**RAW DATA:**
>>>

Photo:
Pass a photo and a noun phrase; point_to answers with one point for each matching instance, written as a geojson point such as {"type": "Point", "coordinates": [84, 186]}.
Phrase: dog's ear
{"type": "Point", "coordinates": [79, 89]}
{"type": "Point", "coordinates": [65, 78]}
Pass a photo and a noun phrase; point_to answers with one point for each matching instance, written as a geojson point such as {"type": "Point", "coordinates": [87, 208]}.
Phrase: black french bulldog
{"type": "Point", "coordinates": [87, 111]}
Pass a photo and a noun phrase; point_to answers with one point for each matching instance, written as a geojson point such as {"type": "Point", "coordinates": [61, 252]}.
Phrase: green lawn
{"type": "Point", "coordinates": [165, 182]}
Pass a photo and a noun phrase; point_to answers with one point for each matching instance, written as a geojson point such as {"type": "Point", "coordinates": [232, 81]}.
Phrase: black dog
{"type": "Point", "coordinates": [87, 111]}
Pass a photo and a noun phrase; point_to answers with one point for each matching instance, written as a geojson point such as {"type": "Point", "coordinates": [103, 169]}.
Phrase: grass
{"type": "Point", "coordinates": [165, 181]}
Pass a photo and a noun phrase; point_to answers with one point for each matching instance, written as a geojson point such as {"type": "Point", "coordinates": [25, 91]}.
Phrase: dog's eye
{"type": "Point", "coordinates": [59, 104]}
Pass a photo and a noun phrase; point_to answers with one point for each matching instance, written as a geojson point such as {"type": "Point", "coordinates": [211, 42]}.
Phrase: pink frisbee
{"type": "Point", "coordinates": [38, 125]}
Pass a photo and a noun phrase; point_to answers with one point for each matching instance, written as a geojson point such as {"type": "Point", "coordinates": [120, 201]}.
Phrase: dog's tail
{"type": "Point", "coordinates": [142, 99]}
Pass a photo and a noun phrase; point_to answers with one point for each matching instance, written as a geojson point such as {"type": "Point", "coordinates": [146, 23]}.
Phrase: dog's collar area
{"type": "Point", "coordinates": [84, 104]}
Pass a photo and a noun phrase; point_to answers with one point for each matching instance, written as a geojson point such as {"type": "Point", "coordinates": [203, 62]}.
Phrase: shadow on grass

<<<

**EXERCISE DIRECTIONS:** Look through the records above and please copy every line in which the string "matching" occurs.

**SOLUTION TO THE PROBLEM:**
Pass a photo and a noun phrase; point_to answers with one point for each matching instance, written as a geojson point such as {"type": "Point", "coordinates": [84, 186]}.
Pass a photo and a noun phrase; point_to answers with one point for each matching instance, written as a geojson point such as {"type": "Point", "coordinates": [87, 208]}.
Pass a photo and a noun phrase; point_to answers with one point for each matching instance, written as a geojson point such as {"type": "Point", "coordinates": [61, 252]}.
Pass a photo and a noun phrase; point_to answers with one point for each matching instance, written as a geojson point such as {"type": "Point", "coordinates": [232, 81]}.
Pass a photo and a noun phrase; point_to answers with one point for each matching instance, written as a geojson point such as {"type": "Point", "coordinates": [103, 169]}.
Pass a photo and a noun phrase; point_to answers with one point for each matching instance, written as a geojson point such as {"type": "Point", "coordinates": [25, 91]}.
Pass a photo and a noun phrase; point_to answers with one point for each matching instance, written as a geojson point such as {"type": "Point", "coordinates": [211, 42]}.
Pass a photo and a noun phrase; point_to answers with one point for each matching instance, written as a geojson point such as {"type": "Point", "coordinates": [120, 201]}.
Pass a photo and a noun phrase; point_to answers with one point for each matching instance, written as a geojson point such as {"type": "Point", "coordinates": [146, 23]}.
Pass a photo and a noun phrase; point_to answers with one point for each matching instance, written as a geojson point such as {"type": "Point", "coordinates": [203, 62]}.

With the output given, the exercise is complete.